Exercise set:
A. Answer these questions about the family history tips:
(i) Besides a name, a date, and parents' names, what might the actual record include that a transcription leaves out?
(ii) What relation is given as an example of a distant cousin who might reach out?
(iii) What lengths of time does the text suggest walking away from research?
B. Please transcribe part of the family history tips, beginning at the words "The Dos & Don'ts" and stopping after "pass it along!".

Reading text:

The Dos & Don'ts of Family History Research

  • Do keep track of your sources – one day you’ll wonder how you know your 3x great-grandmother’s baptismal date but you won’t know how to find it to check who her sponsors were or what church it happened in.

  • Don’t copy someone else’s work, especially if they haven’t documented any sources. Tons of erroneous info is passed along the Internet – don’t fall for it or pass it along!

  • Do double check someone else’s sources – they might not have copied all the relevant or interesting information or they might have read a transcription wrong.

  • Don’t trust the transcription – names are spelled wrong all the time and, again, while a transcription might list a name, a date, and parents’ names, the actual record might include a parent’s occupation, sponsors’ names, an address, and other useful information.

  • Do use primary and secondary sources whenever possible – if you have a transcription, try to find the actual record. If you’re using a compiled family history, try to find the actual sources they used. The more times information is copied, the further away you get from the actual primary and secondary information, the more chance there is for errors to be made and passed along.

  • Don’t keep your discoveries to yourself – we trace our family trees for our families, so if a distant cousin reaches out to you and needs help, share your work with them. You might never have met them and they might be your fourth cousin five times removed but, hey, they’re family!

  • Do take breaks – family history research is mentally and emotionally exhausting, and especially when we’re constantly hitting our heads against a brick wall, it can be easy to want to call it quits. Sometimes it can be good to walk away for a month, a week, a day, an hour, to clear our minds, and come back to our research with fresh eyes.

  • Don’t get discouraged – genealogy is hard. Records aren’t available. Handwriting is impossible to read. Government agencies take forever to send you the marriage record you need to find out your great-grandfather’s parents and place of birth. Some of these problems will never be resolved, such as records that have been destroyed, so there’s no use in getting upset over that; everything else might require just a little patience.

Recorded data
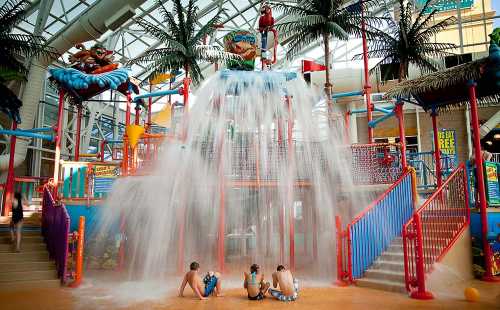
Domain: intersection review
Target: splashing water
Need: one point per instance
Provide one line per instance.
(237, 183)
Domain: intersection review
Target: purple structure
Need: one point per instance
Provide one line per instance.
(55, 231)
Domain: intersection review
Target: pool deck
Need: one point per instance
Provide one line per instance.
(344, 298)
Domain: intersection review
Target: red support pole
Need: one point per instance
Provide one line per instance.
(78, 132)
(478, 159)
(58, 138)
(103, 147)
(367, 86)
(150, 106)
(127, 112)
(421, 292)
(290, 187)
(9, 185)
(437, 150)
(222, 210)
(121, 248)
(402, 136)
(137, 115)
(79, 253)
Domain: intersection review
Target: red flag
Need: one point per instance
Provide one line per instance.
(311, 66)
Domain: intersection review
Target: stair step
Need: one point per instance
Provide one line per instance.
(40, 246)
(27, 266)
(24, 239)
(392, 256)
(388, 265)
(28, 275)
(386, 275)
(384, 285)
(24, 256)
(28, 285)
(24, 233)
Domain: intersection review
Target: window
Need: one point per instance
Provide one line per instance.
(389, 72)
(455, 60)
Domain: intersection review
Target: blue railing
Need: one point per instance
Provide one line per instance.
(425, 167)
(375, 228)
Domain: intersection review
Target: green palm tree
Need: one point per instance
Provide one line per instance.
(183, 43)
(15, 51)
(408, 40)
(15, 48)
(313, 20)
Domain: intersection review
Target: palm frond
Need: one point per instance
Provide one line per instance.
(214, 54)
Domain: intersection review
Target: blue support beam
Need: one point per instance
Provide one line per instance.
(114, 141)
(374, 123)
(348, 94)
(159, 94)
(33, 130)
(384, 109)
(22, 133)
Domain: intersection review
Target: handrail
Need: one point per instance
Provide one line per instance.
(379, 199)
(55, 230)
(363, 241)
(433, 229)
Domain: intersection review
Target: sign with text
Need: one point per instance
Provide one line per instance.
(104, 177)
(448, 141)
(492, 185)
(445, 5)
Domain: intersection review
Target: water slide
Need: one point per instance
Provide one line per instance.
(89, 26)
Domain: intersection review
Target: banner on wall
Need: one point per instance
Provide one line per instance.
(104, 177)
(448, 141)
(492, 184)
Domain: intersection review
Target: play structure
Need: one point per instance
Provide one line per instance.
(252, 172)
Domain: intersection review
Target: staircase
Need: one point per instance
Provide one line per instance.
(387, 272)
(29, 268)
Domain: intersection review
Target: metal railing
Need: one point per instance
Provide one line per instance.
(434, 228)
(425, 166)
(376, 163)
(55, 231)
(372, 231)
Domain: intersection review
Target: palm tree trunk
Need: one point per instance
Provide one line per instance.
(328, 84)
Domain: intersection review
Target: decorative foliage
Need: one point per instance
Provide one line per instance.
(312, 20)
(409, 40)
(13, 46)
(77, 79)
(183, 44)
(15, 49)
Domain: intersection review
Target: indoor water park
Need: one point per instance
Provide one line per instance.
(249, 154)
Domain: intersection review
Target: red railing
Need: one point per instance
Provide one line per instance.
(372, 231)
(378, 163)
(433, 230)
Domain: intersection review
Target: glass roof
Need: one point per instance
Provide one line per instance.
(129, 41)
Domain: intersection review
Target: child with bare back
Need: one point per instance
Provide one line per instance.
(212, 281)
(254, 283)
(289, 286)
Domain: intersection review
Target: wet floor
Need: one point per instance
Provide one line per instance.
(93, 297)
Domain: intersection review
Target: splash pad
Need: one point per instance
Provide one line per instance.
(257, 176)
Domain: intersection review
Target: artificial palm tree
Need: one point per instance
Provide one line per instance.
(183, 44)
(15, 51)
(313, 20)
(408, 40)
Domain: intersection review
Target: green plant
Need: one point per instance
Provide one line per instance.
(310, 21)
(16, 49)
(409, 39)
(182, 42)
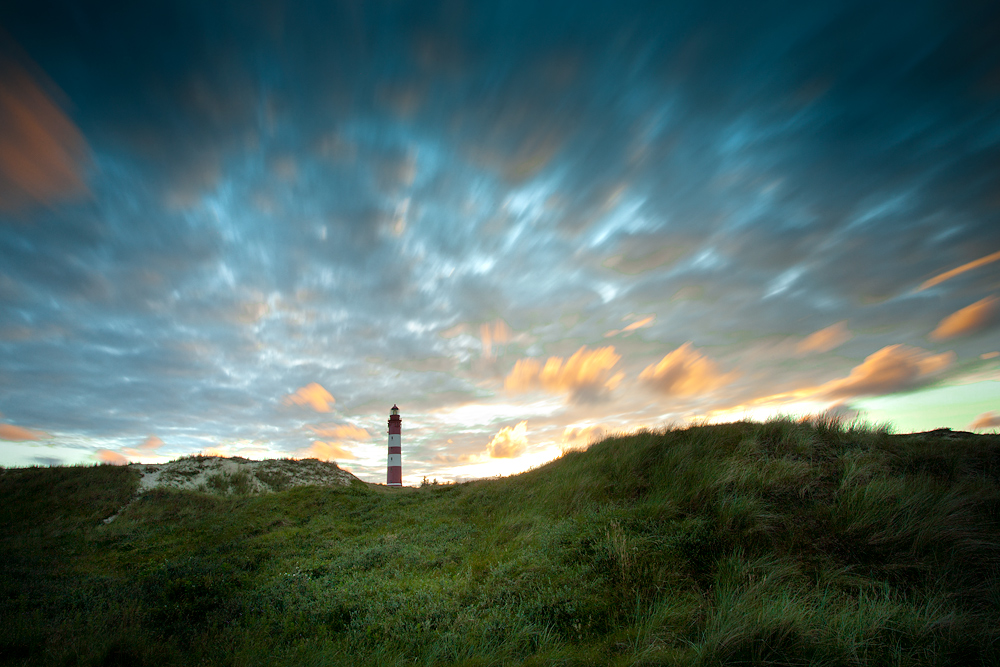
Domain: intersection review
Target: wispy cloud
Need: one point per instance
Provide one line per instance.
(340, 431)
(313, 395)
(586, 376)
(578, 437)
(968, 320)
(491, 334)
(19, 433)
(644, 322)
(986, 420)
(42, 153)
(510, 442)
(826, 339)
(947, 275)
(326, 451)
(684, 372)
(892, 369)
(112, 457)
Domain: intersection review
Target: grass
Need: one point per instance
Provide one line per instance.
(777, 543)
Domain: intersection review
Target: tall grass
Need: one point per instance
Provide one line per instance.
(780, 543)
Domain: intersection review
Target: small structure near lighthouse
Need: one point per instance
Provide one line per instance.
(394, 466)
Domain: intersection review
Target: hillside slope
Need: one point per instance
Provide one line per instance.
(776, 543)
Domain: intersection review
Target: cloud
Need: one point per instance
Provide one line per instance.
(975, 264)
(18, 433)
(684, 372)
(509, 442)
(826, 339)
(498, 333)
(586, 375)
(986, 420)
(968, 320)
(314, 395)
(580, 437)
(41, 150)
(645, 322)
(150, 444)
(114, 458)
(892, 369)
(326, 451)
(340, 432)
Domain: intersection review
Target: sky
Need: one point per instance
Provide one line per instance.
(251, 228)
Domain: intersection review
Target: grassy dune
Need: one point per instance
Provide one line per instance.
(746, 543)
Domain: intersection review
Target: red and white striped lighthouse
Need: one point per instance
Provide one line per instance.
(394, 468)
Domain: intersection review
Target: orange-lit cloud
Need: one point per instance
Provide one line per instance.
(151, 443)
(108, 456)
(826, 339)
(498, 333)
(586, 375)
(510, 442)
(580, 437)
(326, 451)
(645, 322)
(968, 320)
(891, 369)
(18, 433)
(975, 264)
(986, 420)
(684, 372)
(340, 432)
(313, 395)
(41, 150)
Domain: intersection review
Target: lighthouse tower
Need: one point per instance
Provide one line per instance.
(394, 467)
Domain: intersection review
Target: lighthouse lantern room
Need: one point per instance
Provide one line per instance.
(394, 467)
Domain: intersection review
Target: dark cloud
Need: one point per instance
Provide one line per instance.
(284, 195)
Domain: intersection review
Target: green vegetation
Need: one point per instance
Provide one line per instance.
(778, 543)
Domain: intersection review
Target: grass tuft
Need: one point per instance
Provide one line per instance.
(813, 542)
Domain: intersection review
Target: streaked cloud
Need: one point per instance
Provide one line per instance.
(986, 420)
(150, 444)
(496, 333)
(892, 369)
(684, 372)
(326, 451)
(968, 320)
(42, 152)
(313, 395)
(948, 275)
(579, 437)
(339, 431)
(19, 433)
(509, 442)
(639, 324)
(586, 376)
(112, 457)
(826, 339)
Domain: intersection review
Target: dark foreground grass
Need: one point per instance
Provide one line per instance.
(778, 543)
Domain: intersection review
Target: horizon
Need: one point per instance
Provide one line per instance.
(250, 231)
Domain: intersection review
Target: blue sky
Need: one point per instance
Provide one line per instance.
(251, 228)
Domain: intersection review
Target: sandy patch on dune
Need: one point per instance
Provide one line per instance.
(215, 474)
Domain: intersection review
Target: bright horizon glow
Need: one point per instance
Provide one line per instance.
(238, 233)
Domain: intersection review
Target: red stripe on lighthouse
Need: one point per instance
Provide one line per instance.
(394, 464)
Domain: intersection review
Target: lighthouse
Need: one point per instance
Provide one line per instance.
(394, 467)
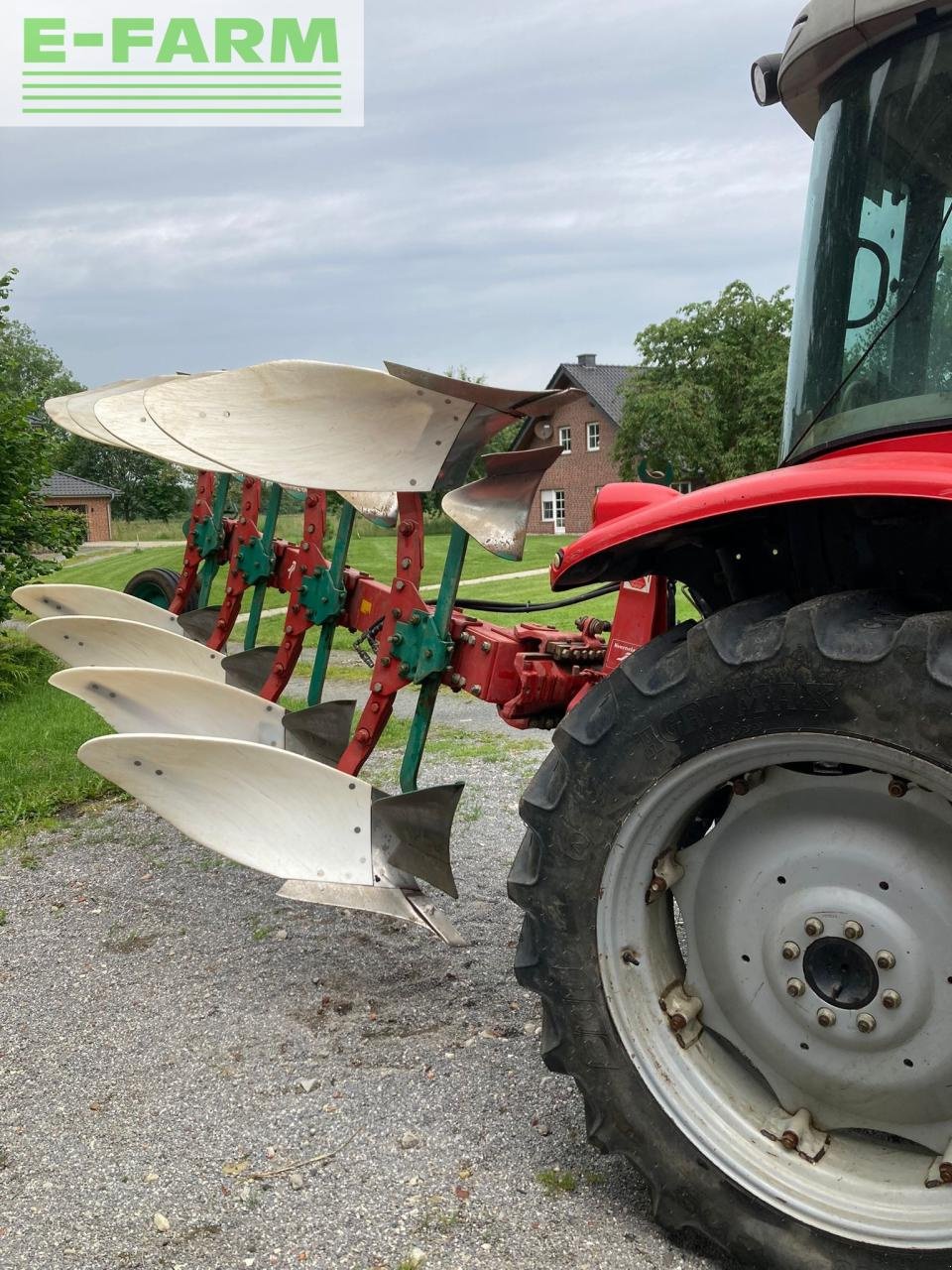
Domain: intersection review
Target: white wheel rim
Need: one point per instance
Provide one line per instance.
(866, 1188)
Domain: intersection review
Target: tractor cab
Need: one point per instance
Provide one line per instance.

Per-task answers:
A.
(i) A parent's occupation, sponsors' names, an address, and other useful information.
(ii) A fourth cousin five times removed.
(iii) A month, a week, a day, or an hour.

B.
The Dos & Don'ts of Family History Research

  • Do keep track of your sources – one day you’ll wonder how you know your 3x great-grandmother’s baptismal date but you won’t know how to find it to check who her sponsors were or what church it happened in.

  • Don’t copy someone else’s work, especially if they haven’t documented any sources. Tons of erroneous info is passed along the Internet – don’t fall for it or pass it along!